MATERIAL TO PROCESS:

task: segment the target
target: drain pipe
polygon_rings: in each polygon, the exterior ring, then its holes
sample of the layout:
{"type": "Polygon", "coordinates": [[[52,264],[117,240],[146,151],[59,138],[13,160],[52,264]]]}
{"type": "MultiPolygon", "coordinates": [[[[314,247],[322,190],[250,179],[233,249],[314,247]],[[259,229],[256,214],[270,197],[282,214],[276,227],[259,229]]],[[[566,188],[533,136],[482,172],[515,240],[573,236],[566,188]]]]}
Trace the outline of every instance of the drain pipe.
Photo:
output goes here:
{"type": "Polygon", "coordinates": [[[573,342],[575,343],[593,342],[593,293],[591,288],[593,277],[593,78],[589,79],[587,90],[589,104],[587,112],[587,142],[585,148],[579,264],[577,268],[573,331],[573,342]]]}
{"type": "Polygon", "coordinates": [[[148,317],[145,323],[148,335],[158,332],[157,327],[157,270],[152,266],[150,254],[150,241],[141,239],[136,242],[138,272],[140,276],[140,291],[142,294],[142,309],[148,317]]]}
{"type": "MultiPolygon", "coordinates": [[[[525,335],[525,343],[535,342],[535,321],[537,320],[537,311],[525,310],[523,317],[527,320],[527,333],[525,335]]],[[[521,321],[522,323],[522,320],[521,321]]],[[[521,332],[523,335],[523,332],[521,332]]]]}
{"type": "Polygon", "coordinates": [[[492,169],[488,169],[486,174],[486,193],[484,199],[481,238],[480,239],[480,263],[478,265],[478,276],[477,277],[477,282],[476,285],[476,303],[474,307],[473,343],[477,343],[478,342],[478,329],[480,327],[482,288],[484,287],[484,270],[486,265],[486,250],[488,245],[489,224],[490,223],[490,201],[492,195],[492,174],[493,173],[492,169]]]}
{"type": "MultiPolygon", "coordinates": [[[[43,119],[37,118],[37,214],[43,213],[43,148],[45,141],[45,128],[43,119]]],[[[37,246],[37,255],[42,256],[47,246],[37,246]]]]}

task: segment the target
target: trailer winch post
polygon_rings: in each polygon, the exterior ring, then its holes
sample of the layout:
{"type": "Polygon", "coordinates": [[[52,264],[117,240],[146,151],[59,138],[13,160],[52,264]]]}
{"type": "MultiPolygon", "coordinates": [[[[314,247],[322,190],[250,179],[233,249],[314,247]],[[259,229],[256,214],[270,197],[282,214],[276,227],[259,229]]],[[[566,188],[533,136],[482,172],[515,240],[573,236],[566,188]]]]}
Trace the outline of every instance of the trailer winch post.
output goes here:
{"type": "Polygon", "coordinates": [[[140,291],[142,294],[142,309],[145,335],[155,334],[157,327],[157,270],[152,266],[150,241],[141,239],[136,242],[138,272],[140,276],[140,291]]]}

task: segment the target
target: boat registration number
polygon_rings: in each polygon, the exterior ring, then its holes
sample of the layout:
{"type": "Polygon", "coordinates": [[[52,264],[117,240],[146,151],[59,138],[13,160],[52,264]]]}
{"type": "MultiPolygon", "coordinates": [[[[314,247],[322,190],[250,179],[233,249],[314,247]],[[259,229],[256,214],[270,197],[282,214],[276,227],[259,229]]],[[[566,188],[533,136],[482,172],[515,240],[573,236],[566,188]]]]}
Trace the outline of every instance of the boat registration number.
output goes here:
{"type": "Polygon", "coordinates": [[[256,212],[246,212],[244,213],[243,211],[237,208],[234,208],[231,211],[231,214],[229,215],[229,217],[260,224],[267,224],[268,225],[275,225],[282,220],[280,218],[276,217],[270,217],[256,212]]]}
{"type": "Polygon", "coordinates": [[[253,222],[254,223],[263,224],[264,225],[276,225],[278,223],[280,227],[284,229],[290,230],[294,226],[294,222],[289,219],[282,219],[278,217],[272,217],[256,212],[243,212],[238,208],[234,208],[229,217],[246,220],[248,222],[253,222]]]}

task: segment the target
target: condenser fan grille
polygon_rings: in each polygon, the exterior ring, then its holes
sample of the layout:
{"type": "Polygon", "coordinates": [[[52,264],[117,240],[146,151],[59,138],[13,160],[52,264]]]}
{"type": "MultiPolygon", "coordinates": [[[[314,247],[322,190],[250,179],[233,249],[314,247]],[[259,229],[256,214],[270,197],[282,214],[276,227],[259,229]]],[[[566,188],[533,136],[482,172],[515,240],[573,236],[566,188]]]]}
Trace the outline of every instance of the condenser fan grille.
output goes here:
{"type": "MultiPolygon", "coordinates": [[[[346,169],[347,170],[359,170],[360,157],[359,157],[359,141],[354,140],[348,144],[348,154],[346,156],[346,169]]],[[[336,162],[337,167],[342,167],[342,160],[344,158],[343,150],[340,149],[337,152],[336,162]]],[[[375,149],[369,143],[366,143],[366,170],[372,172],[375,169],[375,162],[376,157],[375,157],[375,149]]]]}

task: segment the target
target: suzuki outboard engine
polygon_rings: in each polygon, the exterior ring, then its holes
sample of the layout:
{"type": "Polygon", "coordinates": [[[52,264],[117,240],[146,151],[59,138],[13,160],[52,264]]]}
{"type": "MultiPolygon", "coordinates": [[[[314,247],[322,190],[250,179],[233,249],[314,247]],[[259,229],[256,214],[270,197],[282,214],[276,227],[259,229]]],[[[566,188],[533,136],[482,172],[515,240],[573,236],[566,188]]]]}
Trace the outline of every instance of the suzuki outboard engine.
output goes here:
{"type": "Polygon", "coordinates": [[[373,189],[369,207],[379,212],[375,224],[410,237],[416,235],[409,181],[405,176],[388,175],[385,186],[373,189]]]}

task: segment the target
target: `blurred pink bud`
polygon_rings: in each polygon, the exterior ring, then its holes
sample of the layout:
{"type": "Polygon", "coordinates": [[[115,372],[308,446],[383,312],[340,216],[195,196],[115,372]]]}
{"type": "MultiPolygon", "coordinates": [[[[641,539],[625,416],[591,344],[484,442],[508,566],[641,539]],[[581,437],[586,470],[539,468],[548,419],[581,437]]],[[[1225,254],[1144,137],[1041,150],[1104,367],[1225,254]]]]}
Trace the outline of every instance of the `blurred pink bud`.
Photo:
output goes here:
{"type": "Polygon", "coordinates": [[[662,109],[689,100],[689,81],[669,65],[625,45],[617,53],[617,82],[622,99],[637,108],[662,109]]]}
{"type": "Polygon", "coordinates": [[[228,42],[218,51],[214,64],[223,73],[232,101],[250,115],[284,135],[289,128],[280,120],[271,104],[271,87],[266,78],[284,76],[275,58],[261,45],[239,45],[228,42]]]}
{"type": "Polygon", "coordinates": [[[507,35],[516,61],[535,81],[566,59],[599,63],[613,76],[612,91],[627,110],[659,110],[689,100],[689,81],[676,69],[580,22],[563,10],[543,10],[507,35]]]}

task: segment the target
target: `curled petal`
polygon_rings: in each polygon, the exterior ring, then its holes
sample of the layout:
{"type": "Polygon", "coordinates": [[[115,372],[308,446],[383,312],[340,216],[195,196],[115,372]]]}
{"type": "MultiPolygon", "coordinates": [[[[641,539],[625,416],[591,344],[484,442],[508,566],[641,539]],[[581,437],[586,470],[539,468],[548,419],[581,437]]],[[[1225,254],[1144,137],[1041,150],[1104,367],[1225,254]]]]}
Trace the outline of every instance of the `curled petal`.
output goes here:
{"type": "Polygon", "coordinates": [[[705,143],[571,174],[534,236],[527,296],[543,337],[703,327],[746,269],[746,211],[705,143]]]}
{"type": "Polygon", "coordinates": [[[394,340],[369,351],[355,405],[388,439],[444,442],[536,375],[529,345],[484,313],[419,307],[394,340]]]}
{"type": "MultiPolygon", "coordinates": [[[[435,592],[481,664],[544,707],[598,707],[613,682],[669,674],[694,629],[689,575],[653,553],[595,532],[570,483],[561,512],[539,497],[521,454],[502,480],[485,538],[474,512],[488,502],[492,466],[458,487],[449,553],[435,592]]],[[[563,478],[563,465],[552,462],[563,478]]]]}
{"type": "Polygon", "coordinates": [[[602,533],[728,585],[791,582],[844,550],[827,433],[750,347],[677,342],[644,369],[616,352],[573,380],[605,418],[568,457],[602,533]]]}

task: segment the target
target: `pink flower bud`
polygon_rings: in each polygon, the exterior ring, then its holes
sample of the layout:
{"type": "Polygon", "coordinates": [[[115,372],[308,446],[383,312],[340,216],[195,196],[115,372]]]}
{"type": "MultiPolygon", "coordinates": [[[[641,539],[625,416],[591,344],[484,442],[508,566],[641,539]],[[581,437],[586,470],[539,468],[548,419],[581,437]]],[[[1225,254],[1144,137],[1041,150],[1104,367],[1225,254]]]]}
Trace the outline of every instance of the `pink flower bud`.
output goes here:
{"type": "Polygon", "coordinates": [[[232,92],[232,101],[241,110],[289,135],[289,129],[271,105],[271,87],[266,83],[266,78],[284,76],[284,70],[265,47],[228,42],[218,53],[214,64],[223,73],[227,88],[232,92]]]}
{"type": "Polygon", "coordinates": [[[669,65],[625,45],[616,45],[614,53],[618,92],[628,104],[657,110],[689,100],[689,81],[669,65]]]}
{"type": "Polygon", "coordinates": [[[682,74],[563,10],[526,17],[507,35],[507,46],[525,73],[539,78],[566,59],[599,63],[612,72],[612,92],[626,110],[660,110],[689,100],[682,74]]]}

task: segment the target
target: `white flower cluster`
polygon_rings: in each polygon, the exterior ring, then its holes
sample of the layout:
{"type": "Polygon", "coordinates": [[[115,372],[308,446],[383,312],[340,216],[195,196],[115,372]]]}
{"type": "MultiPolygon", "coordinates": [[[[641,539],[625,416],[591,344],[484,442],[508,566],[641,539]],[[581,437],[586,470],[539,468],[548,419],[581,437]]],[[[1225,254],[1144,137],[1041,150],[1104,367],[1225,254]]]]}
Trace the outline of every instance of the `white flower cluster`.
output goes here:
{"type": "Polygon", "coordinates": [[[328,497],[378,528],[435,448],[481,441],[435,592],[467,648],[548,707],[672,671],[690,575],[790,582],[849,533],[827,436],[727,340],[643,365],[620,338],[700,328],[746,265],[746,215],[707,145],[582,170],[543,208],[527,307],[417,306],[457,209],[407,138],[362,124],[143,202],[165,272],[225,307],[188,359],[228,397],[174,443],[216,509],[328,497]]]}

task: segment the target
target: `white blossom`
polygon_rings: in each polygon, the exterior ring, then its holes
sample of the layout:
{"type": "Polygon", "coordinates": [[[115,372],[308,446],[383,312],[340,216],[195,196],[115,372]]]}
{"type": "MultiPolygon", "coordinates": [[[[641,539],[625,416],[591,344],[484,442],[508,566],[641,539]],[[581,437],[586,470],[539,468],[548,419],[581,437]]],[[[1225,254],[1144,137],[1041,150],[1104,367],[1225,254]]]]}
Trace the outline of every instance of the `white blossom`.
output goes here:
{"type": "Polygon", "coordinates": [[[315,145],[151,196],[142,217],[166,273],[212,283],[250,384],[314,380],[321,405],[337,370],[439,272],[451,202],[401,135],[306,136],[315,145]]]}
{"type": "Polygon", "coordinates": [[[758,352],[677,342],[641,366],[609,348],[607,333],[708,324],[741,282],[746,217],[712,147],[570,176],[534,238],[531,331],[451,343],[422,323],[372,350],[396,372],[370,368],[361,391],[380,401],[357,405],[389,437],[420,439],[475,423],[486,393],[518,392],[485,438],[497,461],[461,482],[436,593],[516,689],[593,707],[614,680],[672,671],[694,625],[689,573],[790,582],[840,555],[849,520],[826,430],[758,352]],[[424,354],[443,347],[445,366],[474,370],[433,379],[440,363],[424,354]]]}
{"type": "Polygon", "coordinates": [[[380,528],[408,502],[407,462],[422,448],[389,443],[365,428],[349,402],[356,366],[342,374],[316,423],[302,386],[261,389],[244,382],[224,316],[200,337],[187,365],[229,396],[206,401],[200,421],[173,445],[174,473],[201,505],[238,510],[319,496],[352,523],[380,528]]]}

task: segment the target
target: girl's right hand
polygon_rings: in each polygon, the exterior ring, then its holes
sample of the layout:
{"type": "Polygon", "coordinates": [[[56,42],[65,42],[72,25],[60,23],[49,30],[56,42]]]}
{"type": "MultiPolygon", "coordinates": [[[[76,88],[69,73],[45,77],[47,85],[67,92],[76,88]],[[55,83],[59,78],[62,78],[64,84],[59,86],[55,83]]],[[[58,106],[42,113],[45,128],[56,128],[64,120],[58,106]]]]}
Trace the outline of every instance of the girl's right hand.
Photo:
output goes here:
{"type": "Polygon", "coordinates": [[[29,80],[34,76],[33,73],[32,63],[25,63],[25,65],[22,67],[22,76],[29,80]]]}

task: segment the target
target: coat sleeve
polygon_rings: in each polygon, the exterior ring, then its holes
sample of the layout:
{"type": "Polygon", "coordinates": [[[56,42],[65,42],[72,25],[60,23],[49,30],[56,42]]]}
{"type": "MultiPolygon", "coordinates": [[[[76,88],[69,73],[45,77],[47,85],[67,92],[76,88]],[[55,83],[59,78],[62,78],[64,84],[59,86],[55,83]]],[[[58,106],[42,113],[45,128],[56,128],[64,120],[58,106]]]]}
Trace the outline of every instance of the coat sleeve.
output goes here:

WHAT YOU SHOULD DO: Pick out all lines in the data above that contain the word "every", and copy them as they appear.

SOLUTION TO THIS EXERCISE:
Trace the outline of every instance of the drain pipe.
Trace the outline of every instance of the trailer winch post.
Trace the outline of every instance of the boat registration number.
Trace the outline of every instance of the condenser fan grille.
Trace the outline of every instance of the suzuki outboard engine.
Trace the outline of every instance of the `blurred pink bud`.
Trace the outline of every instance of the `curled petal`.
Trace the outline of every instance of the `pink flower bud`.
Trace the outline of every instance of the `white flower cluster`.
Trace the outline of every instance of the `white blossom`.
Trace the outline of every instance of the girl's right hand.
Trace the outline of every instance of the coat sleeve.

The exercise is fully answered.